WHAT IS BEING ASKED ::
Begin at the line containing "positive clicks: (236, 118)" in the entries below and end at the line containing "125L243 112H220L218 129L222"; transcribe that range exactly and nothing outside it.

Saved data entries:
————

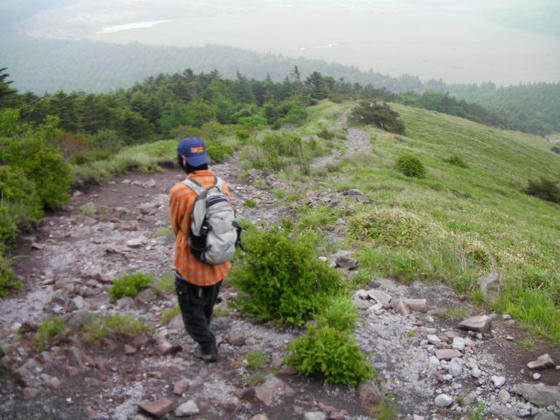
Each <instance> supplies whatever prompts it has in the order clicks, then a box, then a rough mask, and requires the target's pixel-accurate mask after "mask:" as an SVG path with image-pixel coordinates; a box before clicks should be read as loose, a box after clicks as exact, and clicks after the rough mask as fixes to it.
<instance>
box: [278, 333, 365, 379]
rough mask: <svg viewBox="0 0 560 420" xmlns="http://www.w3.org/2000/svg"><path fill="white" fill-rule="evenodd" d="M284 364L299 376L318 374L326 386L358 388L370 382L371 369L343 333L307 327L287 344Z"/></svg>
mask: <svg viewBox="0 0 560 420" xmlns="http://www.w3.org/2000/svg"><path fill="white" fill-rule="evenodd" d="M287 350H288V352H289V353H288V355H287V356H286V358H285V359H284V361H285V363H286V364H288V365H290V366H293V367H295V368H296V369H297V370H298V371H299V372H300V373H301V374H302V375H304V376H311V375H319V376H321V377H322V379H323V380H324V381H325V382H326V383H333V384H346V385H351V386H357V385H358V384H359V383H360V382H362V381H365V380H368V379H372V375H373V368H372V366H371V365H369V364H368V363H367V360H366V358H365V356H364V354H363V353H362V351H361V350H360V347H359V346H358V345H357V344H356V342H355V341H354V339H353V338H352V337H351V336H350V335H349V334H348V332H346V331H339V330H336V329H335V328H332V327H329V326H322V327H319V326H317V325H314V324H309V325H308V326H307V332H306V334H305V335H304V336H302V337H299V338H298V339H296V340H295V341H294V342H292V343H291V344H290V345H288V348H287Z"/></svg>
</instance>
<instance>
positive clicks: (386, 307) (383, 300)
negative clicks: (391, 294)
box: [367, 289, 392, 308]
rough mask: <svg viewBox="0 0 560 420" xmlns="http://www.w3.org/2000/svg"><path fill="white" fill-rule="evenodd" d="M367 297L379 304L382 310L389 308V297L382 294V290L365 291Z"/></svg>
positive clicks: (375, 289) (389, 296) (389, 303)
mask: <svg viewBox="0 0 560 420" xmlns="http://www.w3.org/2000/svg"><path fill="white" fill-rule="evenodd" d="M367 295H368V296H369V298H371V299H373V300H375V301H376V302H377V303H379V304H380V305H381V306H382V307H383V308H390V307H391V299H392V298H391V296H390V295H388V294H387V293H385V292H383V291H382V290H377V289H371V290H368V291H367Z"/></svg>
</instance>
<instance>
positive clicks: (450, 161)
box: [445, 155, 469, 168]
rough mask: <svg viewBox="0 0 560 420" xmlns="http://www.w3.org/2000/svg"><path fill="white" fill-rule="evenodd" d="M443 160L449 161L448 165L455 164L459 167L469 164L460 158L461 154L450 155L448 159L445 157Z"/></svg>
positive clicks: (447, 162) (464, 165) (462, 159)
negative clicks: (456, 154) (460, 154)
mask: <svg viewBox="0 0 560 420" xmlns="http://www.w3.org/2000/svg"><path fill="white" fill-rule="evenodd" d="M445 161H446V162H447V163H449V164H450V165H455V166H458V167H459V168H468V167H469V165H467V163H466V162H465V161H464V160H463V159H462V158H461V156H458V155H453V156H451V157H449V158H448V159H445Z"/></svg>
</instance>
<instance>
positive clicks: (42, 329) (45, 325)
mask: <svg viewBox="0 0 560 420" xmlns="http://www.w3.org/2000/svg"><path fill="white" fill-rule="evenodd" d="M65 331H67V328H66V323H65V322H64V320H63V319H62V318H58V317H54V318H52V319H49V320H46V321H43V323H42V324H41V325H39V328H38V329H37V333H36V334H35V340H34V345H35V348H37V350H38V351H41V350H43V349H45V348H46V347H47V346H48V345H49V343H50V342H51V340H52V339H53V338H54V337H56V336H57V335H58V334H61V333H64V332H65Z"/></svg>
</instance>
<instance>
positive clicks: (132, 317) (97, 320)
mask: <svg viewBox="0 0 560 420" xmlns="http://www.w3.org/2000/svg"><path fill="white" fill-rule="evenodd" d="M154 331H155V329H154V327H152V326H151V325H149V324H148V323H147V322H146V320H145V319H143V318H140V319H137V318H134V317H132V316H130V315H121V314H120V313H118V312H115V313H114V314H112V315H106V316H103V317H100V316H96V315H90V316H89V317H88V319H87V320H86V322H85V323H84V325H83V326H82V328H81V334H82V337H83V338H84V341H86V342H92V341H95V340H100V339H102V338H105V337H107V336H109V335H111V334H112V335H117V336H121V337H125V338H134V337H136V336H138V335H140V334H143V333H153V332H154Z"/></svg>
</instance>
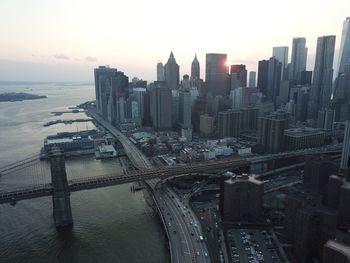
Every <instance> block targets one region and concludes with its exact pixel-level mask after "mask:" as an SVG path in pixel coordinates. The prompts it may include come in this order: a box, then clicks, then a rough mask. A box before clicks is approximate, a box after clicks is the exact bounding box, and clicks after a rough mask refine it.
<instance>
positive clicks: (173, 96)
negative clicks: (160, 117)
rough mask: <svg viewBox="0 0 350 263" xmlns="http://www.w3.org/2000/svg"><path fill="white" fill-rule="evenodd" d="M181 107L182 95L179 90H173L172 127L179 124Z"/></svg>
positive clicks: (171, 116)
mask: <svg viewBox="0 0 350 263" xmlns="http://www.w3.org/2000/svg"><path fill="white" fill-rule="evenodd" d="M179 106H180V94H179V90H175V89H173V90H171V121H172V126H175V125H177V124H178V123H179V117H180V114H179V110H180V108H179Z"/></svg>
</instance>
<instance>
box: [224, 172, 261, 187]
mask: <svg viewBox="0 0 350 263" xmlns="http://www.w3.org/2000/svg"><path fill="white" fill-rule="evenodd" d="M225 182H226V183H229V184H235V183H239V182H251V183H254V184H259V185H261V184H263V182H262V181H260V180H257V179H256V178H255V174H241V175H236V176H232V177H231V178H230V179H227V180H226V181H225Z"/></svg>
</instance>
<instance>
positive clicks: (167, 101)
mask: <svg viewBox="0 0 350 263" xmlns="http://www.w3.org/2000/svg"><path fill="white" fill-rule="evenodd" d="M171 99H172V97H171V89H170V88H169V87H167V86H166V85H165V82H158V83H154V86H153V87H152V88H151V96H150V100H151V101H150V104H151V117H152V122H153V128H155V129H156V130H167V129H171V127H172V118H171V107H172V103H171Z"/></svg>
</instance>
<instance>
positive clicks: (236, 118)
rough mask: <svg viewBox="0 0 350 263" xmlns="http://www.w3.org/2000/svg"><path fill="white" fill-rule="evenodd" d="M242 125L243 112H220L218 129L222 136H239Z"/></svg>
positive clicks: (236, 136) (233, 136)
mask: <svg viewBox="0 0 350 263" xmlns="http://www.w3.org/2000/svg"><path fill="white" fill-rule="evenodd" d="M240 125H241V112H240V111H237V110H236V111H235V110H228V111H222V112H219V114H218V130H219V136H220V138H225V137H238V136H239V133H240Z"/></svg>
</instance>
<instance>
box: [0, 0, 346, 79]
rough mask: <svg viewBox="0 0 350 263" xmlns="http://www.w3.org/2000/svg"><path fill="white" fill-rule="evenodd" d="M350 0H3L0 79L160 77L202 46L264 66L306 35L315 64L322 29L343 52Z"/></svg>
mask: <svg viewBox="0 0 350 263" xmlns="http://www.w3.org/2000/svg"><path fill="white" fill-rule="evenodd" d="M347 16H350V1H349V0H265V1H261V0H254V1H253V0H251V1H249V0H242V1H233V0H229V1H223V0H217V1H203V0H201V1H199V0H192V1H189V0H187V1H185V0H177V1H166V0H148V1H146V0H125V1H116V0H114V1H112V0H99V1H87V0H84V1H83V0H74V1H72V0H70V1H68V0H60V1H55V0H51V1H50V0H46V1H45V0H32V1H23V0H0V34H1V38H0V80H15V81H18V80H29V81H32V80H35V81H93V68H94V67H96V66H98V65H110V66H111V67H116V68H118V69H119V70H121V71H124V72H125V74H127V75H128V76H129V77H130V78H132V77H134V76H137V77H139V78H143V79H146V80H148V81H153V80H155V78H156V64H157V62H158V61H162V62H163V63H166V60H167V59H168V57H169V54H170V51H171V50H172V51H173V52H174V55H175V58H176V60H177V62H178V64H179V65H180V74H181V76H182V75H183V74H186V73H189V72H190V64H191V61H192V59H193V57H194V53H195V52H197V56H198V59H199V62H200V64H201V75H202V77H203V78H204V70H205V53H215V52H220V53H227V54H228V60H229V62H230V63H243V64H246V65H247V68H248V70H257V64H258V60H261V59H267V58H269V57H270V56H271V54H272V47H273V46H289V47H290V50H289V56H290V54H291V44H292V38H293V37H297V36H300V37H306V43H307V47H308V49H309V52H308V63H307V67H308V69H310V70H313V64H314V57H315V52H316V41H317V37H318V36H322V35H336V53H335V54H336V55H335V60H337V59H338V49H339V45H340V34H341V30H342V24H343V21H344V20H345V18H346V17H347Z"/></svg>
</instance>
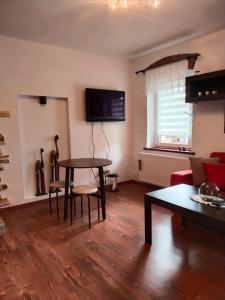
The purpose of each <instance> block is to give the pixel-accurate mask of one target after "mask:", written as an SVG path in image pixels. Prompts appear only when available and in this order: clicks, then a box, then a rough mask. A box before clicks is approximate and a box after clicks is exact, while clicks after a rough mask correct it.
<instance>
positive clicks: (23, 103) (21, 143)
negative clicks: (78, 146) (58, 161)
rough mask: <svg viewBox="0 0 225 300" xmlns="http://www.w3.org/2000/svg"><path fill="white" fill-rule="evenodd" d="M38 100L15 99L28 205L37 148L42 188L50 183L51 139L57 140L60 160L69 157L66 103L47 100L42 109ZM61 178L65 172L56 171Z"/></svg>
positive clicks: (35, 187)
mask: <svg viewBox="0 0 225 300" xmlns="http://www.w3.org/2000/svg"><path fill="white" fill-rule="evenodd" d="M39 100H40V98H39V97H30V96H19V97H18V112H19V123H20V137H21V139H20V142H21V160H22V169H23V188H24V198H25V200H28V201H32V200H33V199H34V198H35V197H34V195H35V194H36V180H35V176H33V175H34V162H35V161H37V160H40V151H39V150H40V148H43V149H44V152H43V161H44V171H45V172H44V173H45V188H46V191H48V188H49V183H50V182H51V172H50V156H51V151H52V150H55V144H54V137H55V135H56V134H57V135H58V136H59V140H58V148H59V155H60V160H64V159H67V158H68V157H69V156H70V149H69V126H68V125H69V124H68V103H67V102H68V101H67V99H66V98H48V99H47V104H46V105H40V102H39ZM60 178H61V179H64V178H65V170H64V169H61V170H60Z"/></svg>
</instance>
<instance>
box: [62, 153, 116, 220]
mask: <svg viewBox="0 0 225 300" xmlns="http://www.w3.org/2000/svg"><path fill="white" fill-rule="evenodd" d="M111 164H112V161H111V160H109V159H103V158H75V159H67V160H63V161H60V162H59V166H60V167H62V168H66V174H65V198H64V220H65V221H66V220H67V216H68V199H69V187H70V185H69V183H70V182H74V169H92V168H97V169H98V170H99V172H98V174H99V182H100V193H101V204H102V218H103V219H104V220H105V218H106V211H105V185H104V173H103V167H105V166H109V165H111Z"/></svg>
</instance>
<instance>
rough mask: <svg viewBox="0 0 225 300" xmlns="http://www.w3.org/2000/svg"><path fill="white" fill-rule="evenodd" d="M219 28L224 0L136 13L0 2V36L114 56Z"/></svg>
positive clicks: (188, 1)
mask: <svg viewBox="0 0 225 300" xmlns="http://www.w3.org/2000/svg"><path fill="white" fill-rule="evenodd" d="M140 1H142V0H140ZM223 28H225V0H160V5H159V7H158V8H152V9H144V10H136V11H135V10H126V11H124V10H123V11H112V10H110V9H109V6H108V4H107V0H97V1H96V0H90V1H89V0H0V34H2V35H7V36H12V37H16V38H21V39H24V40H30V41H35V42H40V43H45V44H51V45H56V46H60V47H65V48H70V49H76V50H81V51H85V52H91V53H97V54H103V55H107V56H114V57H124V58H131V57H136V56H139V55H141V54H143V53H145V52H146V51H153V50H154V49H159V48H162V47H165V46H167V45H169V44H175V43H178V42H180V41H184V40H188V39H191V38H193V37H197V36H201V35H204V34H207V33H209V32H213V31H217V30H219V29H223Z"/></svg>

————

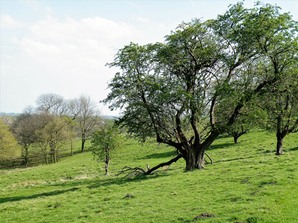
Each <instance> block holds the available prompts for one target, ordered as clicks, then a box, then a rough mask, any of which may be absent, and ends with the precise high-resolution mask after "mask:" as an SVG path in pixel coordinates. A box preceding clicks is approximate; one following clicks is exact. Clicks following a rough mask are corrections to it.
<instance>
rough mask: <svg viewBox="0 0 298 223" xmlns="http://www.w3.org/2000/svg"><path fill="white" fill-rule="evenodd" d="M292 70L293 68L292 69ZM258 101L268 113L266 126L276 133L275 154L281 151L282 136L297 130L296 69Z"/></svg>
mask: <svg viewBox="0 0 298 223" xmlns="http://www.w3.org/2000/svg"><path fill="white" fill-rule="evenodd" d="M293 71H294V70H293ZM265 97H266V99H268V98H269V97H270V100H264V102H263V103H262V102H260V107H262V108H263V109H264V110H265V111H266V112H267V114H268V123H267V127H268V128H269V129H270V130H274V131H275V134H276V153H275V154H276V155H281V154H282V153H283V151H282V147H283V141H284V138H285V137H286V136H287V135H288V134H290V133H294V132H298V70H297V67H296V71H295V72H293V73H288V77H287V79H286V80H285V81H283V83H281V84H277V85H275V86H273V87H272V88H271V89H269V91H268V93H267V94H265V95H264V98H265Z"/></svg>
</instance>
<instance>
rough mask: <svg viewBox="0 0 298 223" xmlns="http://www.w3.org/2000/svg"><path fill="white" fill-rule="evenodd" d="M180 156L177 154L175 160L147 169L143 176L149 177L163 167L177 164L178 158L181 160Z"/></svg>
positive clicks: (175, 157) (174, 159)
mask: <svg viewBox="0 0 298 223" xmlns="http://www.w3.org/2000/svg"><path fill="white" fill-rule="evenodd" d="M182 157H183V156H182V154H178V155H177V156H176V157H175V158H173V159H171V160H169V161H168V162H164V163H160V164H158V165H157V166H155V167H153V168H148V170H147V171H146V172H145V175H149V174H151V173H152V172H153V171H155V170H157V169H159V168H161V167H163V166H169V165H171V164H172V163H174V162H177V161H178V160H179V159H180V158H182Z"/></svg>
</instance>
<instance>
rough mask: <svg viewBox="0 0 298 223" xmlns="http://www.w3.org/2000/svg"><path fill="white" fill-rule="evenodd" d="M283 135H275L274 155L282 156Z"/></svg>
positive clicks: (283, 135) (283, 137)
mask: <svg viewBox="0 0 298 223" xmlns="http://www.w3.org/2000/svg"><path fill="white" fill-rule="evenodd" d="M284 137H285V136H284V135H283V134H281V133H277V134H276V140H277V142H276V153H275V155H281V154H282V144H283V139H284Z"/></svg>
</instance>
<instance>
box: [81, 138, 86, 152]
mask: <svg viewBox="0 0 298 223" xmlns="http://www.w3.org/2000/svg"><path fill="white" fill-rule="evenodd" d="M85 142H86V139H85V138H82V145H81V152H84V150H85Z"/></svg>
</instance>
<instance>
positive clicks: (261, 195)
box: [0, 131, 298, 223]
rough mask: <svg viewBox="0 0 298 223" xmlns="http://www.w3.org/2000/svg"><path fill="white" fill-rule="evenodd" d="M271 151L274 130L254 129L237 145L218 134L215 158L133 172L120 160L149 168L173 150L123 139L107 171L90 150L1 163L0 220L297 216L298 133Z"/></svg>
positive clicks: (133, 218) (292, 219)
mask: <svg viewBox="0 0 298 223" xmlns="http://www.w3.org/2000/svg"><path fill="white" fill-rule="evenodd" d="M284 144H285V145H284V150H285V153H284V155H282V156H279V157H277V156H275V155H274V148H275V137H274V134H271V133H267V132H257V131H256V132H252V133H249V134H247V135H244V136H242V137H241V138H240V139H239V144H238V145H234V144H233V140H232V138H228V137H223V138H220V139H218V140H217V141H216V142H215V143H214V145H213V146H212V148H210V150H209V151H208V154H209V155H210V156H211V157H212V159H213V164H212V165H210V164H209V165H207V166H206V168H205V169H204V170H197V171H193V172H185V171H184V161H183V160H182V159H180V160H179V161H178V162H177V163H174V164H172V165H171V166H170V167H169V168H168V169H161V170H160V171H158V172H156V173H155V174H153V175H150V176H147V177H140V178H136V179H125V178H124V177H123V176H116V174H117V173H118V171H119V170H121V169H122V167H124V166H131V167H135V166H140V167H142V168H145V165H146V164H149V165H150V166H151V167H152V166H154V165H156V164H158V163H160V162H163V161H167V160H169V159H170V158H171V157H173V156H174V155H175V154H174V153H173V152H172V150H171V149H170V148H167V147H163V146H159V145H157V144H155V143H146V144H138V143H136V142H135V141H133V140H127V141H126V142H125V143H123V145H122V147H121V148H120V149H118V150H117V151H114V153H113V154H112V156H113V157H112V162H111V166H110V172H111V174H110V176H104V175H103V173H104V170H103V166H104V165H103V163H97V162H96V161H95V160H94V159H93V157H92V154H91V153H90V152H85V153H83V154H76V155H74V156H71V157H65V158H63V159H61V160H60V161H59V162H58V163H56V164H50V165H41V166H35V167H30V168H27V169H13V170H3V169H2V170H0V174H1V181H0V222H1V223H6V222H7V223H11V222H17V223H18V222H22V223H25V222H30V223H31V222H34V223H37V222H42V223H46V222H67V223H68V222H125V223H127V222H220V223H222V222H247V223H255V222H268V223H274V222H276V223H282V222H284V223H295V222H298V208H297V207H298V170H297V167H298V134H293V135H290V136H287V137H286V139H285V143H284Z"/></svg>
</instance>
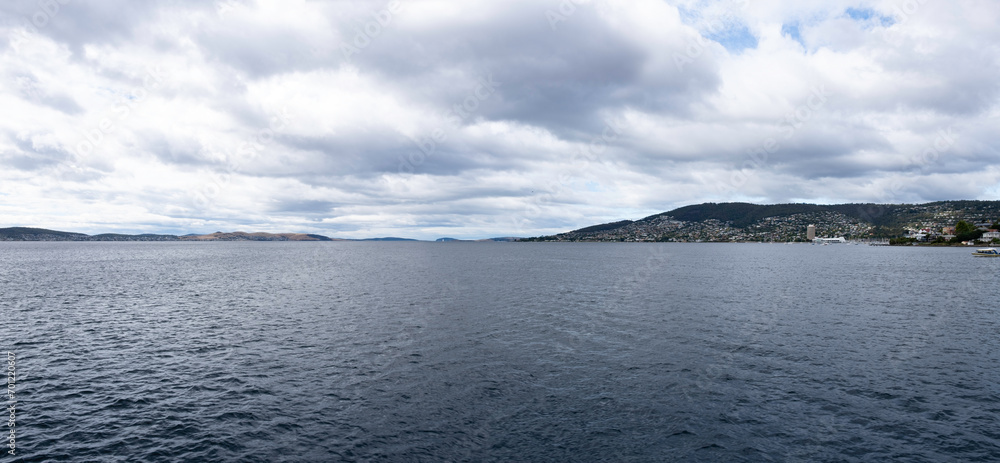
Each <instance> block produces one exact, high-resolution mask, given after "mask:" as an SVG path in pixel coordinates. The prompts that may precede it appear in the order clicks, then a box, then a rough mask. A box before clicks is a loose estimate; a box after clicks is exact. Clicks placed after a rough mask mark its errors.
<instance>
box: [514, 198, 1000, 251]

————

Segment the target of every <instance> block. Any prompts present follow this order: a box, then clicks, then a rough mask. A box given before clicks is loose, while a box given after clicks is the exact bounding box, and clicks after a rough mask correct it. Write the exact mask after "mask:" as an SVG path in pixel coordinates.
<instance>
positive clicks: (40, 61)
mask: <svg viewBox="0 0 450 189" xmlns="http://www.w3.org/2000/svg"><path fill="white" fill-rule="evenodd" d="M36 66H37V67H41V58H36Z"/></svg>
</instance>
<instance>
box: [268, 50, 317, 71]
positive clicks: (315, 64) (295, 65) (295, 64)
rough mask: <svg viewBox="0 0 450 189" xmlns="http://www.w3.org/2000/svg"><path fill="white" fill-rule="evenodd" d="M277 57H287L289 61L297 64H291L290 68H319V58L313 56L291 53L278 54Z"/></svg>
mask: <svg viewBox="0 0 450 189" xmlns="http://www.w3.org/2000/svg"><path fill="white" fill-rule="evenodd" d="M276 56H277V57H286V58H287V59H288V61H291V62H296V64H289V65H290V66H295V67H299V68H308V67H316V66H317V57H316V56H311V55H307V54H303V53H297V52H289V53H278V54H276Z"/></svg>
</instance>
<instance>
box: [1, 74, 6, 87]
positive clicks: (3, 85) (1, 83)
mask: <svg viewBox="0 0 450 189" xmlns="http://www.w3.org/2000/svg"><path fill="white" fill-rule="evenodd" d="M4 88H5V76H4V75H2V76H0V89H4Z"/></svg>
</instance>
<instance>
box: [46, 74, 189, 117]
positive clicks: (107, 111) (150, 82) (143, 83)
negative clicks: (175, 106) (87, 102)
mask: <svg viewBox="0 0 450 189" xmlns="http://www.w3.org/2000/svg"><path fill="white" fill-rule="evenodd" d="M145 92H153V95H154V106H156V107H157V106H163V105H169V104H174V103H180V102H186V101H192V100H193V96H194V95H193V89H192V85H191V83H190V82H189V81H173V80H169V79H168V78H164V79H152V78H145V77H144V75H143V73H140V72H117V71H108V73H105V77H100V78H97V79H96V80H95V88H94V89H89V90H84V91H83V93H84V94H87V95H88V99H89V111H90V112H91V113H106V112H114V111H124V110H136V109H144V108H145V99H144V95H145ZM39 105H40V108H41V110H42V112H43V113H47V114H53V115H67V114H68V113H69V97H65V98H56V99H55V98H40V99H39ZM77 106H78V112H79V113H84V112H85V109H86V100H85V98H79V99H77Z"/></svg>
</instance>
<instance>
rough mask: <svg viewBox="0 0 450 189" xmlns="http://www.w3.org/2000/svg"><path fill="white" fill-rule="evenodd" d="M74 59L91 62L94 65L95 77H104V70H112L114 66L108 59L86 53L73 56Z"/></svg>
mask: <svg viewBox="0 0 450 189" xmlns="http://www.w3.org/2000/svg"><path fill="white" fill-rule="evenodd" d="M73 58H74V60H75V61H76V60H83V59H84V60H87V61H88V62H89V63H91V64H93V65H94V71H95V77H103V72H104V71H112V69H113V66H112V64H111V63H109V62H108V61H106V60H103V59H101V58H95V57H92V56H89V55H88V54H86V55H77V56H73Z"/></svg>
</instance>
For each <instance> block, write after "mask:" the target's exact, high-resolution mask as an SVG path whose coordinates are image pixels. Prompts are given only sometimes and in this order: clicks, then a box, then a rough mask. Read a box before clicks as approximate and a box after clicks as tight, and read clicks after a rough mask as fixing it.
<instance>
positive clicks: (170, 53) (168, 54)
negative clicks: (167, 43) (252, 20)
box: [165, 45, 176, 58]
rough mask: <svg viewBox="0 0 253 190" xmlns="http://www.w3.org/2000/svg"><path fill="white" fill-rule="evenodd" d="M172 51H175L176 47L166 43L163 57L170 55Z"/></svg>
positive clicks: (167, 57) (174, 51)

————

SOLUTION FOR THIS PROBLEM ::
positive clicks: (236, 118)
rough mask: <svg viewBox="0 0 350 263" xmlns="http://www.w3.org/2000/svg"><path fill="white" fill-rule="evenodd" d="M242 125L243 112H220L218 129L222 136H239Z"/></svg>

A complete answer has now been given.